• _What is being asked_:
Reproduce every line of the entries below word for word, omitting the pictures.

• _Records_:

::::::

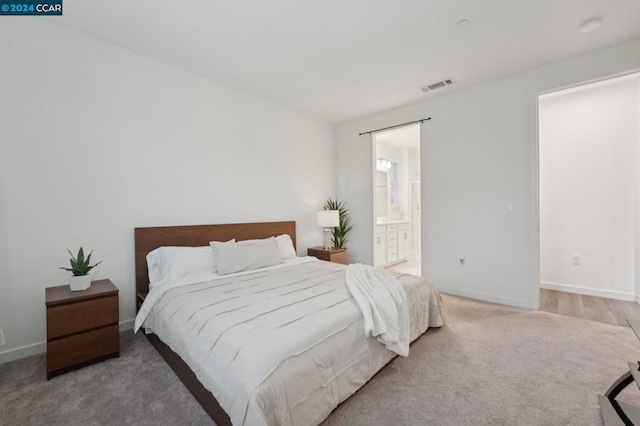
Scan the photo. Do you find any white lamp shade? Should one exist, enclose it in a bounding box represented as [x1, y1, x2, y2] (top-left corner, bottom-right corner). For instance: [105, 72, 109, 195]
[316, 210, 340, 228]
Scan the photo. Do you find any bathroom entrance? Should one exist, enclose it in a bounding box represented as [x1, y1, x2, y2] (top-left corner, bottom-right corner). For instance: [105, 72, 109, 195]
[373, 124, 421, 275]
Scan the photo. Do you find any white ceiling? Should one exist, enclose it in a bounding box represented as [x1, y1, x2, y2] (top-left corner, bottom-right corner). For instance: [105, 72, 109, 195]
[56, 0, 640, 123]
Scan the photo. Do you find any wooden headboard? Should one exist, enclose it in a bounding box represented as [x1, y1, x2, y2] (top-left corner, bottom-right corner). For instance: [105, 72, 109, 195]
[134, 222, 296, 297]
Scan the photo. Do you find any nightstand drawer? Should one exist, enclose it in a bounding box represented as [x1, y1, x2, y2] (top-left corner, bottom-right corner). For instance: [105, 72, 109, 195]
[47, 294, 119, 340]
[47, 324, 120, 376]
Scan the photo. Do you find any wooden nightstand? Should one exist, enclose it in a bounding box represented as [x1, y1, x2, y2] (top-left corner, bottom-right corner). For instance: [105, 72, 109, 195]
[307, 247, 347, 265]
[45, 280, 120, 379]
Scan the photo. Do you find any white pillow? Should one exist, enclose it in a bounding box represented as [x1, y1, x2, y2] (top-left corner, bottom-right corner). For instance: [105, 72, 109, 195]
[147, 240, 235, 284]
[276, 234, 297, 260]
[211, 237, 282, 275]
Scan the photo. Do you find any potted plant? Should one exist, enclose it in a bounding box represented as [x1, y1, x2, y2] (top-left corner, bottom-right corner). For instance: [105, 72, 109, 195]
[60, 247, 102, 291]
[324, 198, 353, 248]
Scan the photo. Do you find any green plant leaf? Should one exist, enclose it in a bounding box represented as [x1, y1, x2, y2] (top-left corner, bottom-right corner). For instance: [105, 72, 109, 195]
[324, 198, 353, 248]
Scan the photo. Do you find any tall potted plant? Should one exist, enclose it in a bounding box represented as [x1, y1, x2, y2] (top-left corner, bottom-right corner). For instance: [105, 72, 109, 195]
[324, 198, 353, 248]
[60, 247, 102, 291]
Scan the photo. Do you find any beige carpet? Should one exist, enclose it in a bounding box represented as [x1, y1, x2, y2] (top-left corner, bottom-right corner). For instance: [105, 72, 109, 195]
[0, 296, 640, 426]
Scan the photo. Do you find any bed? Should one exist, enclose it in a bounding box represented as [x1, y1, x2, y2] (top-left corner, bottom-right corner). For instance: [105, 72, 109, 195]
[135, 222, 443, 425]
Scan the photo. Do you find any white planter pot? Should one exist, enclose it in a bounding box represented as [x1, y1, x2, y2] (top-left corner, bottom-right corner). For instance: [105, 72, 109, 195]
[69, 275, 91, 291]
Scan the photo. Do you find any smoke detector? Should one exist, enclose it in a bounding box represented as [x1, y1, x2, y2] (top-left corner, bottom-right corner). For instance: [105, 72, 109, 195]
[420, 78, 453, 92]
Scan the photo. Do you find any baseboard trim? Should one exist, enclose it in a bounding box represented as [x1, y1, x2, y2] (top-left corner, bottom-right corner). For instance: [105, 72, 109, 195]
[0, 319, 135, 364]
[438, 285, 537, 310]
[540, 281, 640, 302]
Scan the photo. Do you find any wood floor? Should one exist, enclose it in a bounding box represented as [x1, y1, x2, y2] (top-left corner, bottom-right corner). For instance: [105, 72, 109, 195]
[540, 288, 640, 327]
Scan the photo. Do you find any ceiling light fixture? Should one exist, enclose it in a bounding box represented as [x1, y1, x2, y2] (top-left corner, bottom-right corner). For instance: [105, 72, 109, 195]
[578, 18, 602, 34]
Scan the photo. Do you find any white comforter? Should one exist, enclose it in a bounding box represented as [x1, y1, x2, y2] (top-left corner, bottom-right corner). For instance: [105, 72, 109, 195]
[345, 263, 409, 356]
[136, 258, 442, 425]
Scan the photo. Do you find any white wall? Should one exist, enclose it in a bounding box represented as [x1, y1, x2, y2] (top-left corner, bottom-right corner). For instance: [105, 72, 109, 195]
[539, 74, 640, 300]
[0, 18, 336, 361]
[338, 39, 640, 308]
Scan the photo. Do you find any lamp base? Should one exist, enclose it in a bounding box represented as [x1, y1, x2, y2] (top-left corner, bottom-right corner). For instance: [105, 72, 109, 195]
[323, 228, 331, 251]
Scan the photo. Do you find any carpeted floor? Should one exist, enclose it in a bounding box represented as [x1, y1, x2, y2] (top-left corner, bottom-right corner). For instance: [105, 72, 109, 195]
[0, 295, 640, 426]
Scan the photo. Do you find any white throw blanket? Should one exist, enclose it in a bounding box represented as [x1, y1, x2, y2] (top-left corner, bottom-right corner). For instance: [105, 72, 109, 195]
[346, 263, 409, 356]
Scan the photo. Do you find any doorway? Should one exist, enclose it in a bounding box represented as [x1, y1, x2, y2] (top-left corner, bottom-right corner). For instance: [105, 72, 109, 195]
[372, 124, 422, 275]
[538, 73, 640, 301]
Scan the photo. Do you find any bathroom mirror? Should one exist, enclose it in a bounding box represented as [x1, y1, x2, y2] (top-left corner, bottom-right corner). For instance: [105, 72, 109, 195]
[376, 170, 389, 218]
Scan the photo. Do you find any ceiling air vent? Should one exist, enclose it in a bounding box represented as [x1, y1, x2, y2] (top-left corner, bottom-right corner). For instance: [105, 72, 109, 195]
[420, 78, 453, 92]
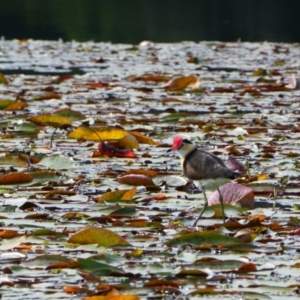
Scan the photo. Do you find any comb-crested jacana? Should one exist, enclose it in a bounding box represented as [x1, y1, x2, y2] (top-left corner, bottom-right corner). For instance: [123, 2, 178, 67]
[169, 136, 239, 226]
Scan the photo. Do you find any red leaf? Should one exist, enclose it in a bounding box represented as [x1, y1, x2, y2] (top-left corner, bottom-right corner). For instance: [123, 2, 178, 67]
[208, 182, 254, 209]
[98, 142, 137, 158]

::::::

• _Answer to the task_:
Scan the photo. Do you find any white lamp shade? Should one exist, enclose it in a bounding box represented as [x1, y1, x2, y2] (top-left corner, bottom-right corner). For instance: [105, 72, 109, 195]
[316, 210, 340, 228]
Scan the photo. Do you find any bathroom entrance? Should one exist, enclose it in a bounding box represented as [x1, y1, x2, y2] (top-left corner, bottom-right corner). For instance: [105, 72, 109, 195]
[373, 124, 421, 275]
Scan the photo. Do you find any white ceiling? Should one exist, enclose it in a bounding box represented as [x1, y1, x2, y2] (top-left corner, bottom-right corner). For instance: [105, 72, 109, 195]
[56, 0, 640, 123]
Scan the photo. Do you find any wooden headboard? Should one exist, enclose it in a bounding box represented as [x1, y1, x2, y2] (top-left corner, bottom-right corner). For instance: [105, 72, 109, 195]
[134, 222, 296, 297]
Scan the photo. Do you find any nightstand drawer? Should one exist, enclose it in a bounding box represented as [x1, y1, x2, y2] (top-left corner, bottom-right corner). For instance: [105, 72, 109, 195]
[47, 294, 119, 340]
[47, 324, 120, 376]
Scan the photo. Do you find any wooden nightstand? Should one exist, enclose it in a bounding box represented as [x1, y1, x2, y2] (top-left corner, bottom-right corner). For instance: [105, 72, 109, 195]
[307, 247, 347, 265]
[45, 280, 120, 379]
Scan the photo. Do you find any white pillow? Should one exist, enclose it in a bounding box represented as [x1, y1, x2, y2] (top-left corner, bottom-right corner). For instance: [105, 72, 109, 195]
[147, 240, 235, 284]
[276, 234, 297, 260]
[211, 237, 282, 275]
Scan the photo. Do you find any potted plant? Should one exist, enclose it in a bounding box represented as [x1, y1, x2, y2] (top-left corner, bottom-right corner). For instance: [105, 72, 109, 195]
[60, 247, 102, 291]
[324, 198, 353, 248]
Scan the photo. Do you find any green plant leaf? Should one exist, enclose it in a bounding box represented as [x1, y1, x2, y2] (top-left corner, bottom-right corner). For instance: [105, 72, 109, 195]
[324, 198, 353, 248]
Scan the photo. Do you find any tall potted plant? Should one exist, enclose it in a bounding box represented as [x1, y1, x2, y2] (top-left corner, bottom-right corner). For instance: [105, 72, 109, 195]
[324, 198, 353, 248]
[60, 247, 102, 291]
Scan the photo. Do you find any beige carpet? Should one exist, enclose it in a bounding box represented as [x1, y1, x2, y2] (top-left corner, bottom-right corner). For instance: [105, 72, 109, 195]
[0, 296, 640, 426]
Scan the photo. Do you find any bed? Should one exist, enclose it in a bounding box represented as [x1, y1, x2, y2] (top-left corner, bottom-right corner). For instance: [105, 72, 109, 195]
[135, 222, 443, 425]
Scan the photo. Do you find any white planter pot? Should one exist, enclose it in a bounding box represented as [x1, y1, x2, y2] (top-left corner, bottom-right corner). For instance: [105, 72, 109, 195]
[69, 275, 91, 291]
Scan the photo. Do you find any smoke detector? Should one exist, enclose it in a bounding box represented as [x1, y1, x2, y2] (top-left corner, bottom-right corner). For instance: [105, 72, 109, 195]
[420, 78, 453, 92]
Scan the photo. Do you find any baseboard trim? Should one exist, enclose it in a bounding box represented as [x1, y1, x2, y2] (top-left corner, bottom-right corner). For instance: [105, 72, 109, 195]
[0, 319, 135, 364]
[438, 285, 537, 310]
[540, 281, 640, 302]
Scan the photo. Do you find any wood floor? Should one exist, enclose it in a bounding box represented as [x1, y1, x2, y2] (top-left corner, bottom-right corner). For instance: [105, 72, 109, 195]
[540, 288, 640, 327]
Scan the photo. Do you find any ceiling light fixture? Should one exist, enclose it in a bounding box represented as [x1, y1, x2, y2] (top-left corner, bottom-right corner). For instance: [105, 72, 109, 195]
[578, 18, 602, 34]
Scan the photo. Do you find any white comforter? Should one exist, enclose it in a bounding box represented as [x1, y1, x2, y2] (top-left corner, bottom-right corner). For instance: [105, 72, 109, 195]
[345, 263, 409, 356]
[136, 258, 442, 425]
Scan the photo. Do you find any white wall? Should one exist, enclose it in a bounding box represented as [x1, y1, x2, y2] (top-left corner, bottom-right corner). For instance: [105, 72, 109, 195]
[539, 74, 640, 300]
[0, 18, 336, 361]
[338, 39, 640, 308]
Scan the photo. Do you find any lamp base? Should one exist, enclose it in a bounding box represented as [x1, y1, x2, y2] (top-left corner, bottom-right corner). For instance: [105, 72, 109, 195]
[323, 228, 331, 251]
Scan the photo. Do you find any carpeted floor? Should one exist, enclose it in a bounding box represented as [x1, y1, x2, y2] (top-left corner, bottom-right corner). For instance: [105, 72, 109, 195]
[0, 295, 640, 426]
Scan the photo. Do you find any white throw blanket? Should one exist, enclose it in a bounding box represented as [x1, y1, x2, y2] (top-left corner, bottom-right corner). For instance: [105, 72, 109, 195]
[346, 263, 409, 356]
Scan the photo. Do you find any doorway? Should one exist, enclose it in a bounding box represented as [x1, y1, x2, y2] (top-left corner, bottom-right corner). For instance: [105, 72, 109, 195]
[372, 124, 422, 275]
[538, 73, 640, 301]
Scan the photo. Do you find any bathroom mirror? Should one exist, enclose it in a bounding box represented as [x1, y1, x2, y2] (top-left corner, bottom-right corner). For instance: [105, 72, 109, 195]
[376, 170, 389, 218]
Scan the photo. Do you find any ceiling air vent? Should one exist, enclose it in a bounding box represented as [x1, y1, x2, y2] (top-left corner, bottom-right corner). For instance: [105, 72, 109, 195]
[420, 78, 453, 92]
Scan the photo. Do you find any comb-crested jacana? Should one exist, enclose it in a bounding box represented as [x1, y1, x2, y2] (top-left corner, bottom-right corner). For instance: [123, 2, 178, 67]
[169, 136, 239, 226]
Scan the photo. Do you find any red leaf? Should one exist, enclose it in a bounding box represented as [x1, y1, x2, y2] (top-left corner, bottom-right corner). For instance: [123, 2, 178, 67]
[208, 182, 254, 209]
[98, 142, 137, 158]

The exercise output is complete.